_Study text_:
⟨

Cochlear implants achieved a great success in the past. However, there is hope that patients suffering from hearing loss won’t need to be dependent on an electronic device soon. Several research groups aim at making the damaged inner ear recovered by itself thanks to gene therapy.
It took many years of research to identify the gene that is crucial for the formation of the mechanotransducer channel, responsible for our capacity to hear sounds. These channels are located on the tips of the hair cells in the inner ear. When the hair is moved through vibrations, these channels are opened and an electric current can flow through them. Thereby, the vibration is translated into electrical signals, which is then interpretated as sound by the brain. When the mechanotransducer channels lack, the hearing doesn’t work anymore. And that’s what happens, when the crucial gene TMC1 is defective.
Gene therapy could provide a unique tool to compensate the faulty gene in deaf children. Researchers at Boston Children’s Hospital, Harvard Medical School and École polytechnique fédérale de Lausanne could replace the defective TMC1 gene in mice to cure an inherited form of deafness.
Working copies of the defected TMC1-gene were introduced to the inner ear of mice, carried by adeno-associated viruses. These are considered safe for humans since they neither have the potential to cause cancer nor trigger a wide immune response. After several applications, the previously deaf mice showed a reaction to loud noise and the investigators could measure belonging electrical signals in the brain. These are outstanding manifestations of the impact of the treatment.
Credit: H. McDonald/Science Translational MedicineCertainly, the drug is still premature and it would take several years to enable application in humans. However, the question if these results can be applied to human is not the main concern of the investigators. Mutated TMC1 is responsible for approximately 4 to 8% of inherited deafness cases. There are further 70 different genes that can lead to severe hearing loss.
“If you think how much it will cost to really go through all the clinical trials until you actually have [Food and Drug Administration] approval, this will I fear really limit the chances to put this into practice,” said Dr. Tobias Moser, a professor of auditory neuroscience at the University of Göttingen in Germany, via npr.
With the revolution of genome sequencing, its not unthinkable to sequence the genome of deaf babys and identify the defective gene. But will we be able to provide customized treatment?
Chances may be not as bad as it sounds. The group isn’t the first to try restoring the ear’s natural auditory mechanics through gene therapy. Hearing loss is often caused by damaged hair cells of the inner ear. This can happen through noise exposure or medical treatments. Novartis developed the drug CGF166, a recombinant adenovirus that delivers copies of a gene into the ear, which leads to the formation of new sensory hair cells. After proven efficassy in animals, the FDA approved the start of Phase I in the US. Therefore, Novartis is currently recruiting adults with hearing loss due to injured inner hair cells.
Not only the money needed for the trials, but also the costs of the potential therapy must be considered. The first gene therapy on the market, developed by uniQure, costed €1,1M! If this treatment move forward, let’s hope for the patients that the price will not be as high.
Anyway, and even if both previously described projects remain in an early stage, gene therapy could be a new hope on the horizon for the 360 million people affected by hearing impairment worldwide!

⟩

_The data_:
⟨

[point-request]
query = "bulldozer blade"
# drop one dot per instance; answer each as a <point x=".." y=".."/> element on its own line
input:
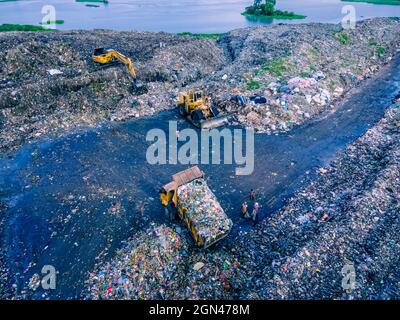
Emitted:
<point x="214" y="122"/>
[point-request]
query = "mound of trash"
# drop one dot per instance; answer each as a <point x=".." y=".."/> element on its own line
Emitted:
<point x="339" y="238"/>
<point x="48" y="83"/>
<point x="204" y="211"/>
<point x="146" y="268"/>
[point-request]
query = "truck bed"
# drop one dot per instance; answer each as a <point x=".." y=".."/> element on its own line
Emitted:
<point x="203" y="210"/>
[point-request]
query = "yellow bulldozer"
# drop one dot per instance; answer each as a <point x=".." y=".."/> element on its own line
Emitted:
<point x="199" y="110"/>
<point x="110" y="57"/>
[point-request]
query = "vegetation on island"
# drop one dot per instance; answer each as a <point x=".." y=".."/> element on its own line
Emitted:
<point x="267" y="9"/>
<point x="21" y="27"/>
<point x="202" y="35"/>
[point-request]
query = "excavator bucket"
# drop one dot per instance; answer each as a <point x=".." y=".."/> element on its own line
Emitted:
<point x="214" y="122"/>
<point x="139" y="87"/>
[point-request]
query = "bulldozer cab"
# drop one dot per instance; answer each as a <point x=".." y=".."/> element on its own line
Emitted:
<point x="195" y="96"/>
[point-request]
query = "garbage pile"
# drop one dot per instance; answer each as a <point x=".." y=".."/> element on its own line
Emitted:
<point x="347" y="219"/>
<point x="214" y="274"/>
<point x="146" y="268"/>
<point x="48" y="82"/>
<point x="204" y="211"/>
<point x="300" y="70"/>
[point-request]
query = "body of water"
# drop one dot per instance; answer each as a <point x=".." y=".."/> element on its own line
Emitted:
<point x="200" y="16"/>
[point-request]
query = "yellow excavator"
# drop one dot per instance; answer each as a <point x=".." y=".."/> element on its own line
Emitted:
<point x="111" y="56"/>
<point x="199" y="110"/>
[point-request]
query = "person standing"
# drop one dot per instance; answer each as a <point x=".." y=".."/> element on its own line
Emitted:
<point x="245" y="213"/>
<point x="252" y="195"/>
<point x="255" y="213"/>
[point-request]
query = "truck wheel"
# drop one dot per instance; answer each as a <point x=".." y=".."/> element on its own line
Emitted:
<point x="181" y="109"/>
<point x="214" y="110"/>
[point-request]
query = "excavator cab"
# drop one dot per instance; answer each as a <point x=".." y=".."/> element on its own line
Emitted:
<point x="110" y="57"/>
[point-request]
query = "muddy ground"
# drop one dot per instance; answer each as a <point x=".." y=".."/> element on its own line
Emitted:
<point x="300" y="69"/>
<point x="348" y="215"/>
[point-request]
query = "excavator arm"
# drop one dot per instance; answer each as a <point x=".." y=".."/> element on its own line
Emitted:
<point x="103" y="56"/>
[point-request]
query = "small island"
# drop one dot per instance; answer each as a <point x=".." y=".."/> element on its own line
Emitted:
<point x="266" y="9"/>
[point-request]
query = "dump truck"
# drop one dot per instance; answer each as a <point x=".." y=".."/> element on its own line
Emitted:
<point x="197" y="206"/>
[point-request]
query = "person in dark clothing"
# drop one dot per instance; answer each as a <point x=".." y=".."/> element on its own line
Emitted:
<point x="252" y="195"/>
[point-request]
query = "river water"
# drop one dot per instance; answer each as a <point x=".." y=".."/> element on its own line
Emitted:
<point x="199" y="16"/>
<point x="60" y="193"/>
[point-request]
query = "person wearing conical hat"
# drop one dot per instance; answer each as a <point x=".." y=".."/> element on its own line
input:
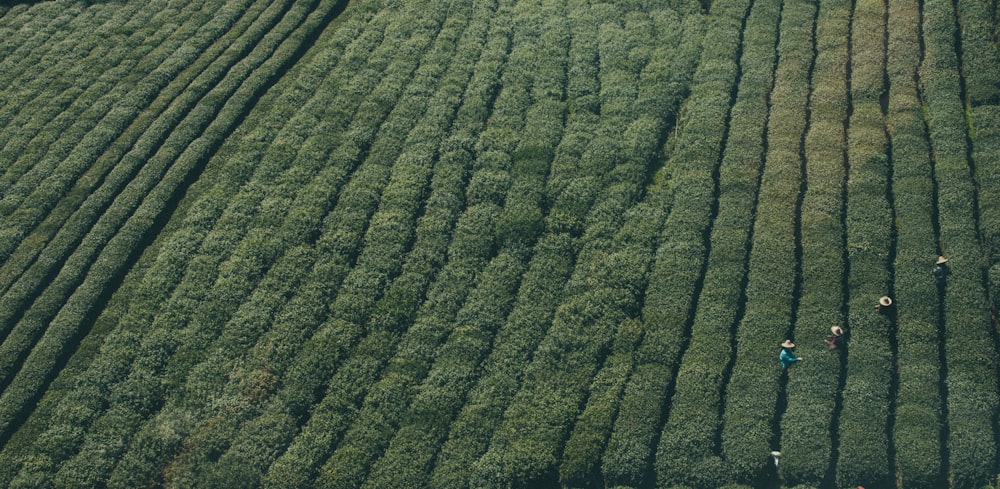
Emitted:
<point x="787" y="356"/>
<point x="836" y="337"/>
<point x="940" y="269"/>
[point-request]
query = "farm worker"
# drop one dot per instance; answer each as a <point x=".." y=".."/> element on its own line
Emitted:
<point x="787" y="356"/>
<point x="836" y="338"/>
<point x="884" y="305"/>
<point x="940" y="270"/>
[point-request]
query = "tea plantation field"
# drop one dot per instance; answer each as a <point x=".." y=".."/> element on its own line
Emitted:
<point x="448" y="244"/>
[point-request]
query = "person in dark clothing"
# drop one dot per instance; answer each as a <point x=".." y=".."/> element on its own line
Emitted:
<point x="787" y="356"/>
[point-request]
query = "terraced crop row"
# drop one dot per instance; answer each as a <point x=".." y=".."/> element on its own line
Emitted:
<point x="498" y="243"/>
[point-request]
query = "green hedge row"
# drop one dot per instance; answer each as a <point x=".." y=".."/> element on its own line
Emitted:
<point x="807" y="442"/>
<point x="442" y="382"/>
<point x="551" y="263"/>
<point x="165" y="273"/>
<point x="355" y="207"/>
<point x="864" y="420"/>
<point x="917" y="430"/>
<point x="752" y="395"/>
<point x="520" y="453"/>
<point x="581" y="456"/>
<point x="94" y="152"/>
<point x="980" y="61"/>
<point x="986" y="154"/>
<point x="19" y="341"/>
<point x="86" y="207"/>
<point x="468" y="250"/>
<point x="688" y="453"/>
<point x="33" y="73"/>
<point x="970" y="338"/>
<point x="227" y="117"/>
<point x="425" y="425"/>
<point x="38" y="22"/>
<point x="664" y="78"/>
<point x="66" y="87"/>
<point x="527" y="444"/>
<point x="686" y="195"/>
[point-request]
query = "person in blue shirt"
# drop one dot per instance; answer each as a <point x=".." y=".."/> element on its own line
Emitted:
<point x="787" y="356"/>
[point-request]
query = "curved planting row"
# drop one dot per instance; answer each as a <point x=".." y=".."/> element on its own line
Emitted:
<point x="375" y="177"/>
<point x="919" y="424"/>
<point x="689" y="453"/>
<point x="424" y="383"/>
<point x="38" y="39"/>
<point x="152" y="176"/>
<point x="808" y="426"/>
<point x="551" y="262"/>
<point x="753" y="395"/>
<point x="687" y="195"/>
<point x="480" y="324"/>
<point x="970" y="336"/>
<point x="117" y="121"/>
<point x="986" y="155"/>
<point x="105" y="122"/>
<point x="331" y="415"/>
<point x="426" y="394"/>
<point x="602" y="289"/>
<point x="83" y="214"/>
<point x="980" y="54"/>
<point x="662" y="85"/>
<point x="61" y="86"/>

⟩
⟨

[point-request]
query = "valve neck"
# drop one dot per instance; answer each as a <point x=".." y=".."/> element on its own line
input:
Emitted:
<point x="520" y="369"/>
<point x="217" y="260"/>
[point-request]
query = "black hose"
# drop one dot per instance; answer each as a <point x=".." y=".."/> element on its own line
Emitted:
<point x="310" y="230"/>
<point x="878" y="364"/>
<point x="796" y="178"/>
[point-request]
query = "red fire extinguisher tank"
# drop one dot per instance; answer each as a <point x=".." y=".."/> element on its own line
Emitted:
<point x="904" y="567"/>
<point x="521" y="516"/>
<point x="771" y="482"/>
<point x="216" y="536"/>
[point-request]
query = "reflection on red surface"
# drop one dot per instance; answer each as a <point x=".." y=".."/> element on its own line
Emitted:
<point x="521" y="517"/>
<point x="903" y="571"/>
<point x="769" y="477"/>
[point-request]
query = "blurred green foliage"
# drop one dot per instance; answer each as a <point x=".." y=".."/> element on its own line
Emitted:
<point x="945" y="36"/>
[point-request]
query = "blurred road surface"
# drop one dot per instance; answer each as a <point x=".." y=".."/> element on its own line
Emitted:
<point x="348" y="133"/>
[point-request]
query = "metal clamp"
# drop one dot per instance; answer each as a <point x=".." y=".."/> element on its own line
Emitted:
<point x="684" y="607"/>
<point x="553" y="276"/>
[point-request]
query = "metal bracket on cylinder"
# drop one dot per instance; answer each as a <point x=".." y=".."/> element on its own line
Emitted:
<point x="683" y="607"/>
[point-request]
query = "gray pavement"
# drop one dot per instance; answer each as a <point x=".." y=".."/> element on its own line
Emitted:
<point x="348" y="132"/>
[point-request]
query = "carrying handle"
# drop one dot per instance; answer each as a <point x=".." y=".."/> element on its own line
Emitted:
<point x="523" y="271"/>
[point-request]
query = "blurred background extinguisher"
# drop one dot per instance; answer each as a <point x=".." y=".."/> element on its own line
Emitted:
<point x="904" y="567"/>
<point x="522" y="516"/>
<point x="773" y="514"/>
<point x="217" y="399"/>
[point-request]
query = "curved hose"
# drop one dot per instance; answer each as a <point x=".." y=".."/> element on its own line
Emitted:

⟩

_What you should do_:
Does each statement agree with the article on gene therapy for hearing loss? Answer yes or no for each, and quote the article's deciding words.
1. The mechanotransducer channels sit on the tips of the hair cells in the inner ear.
2. The previously deaf mice reacted to loud noise after a single application of the treatment.
3. Novartis is recruiting children for its trial of CGF166.
Rely only on the article on gene therapy for hearing loss, not on the material.

_Response to this task_:
1. Yes: "These channels are located on the tips of the hair cells in the inner ear."
2. No: "After several applications, the previously deaf mice showed a reaction to loud noise"
3. No: "Novartis is currently recruiting adults with hearing loss due to injured inner hair cells."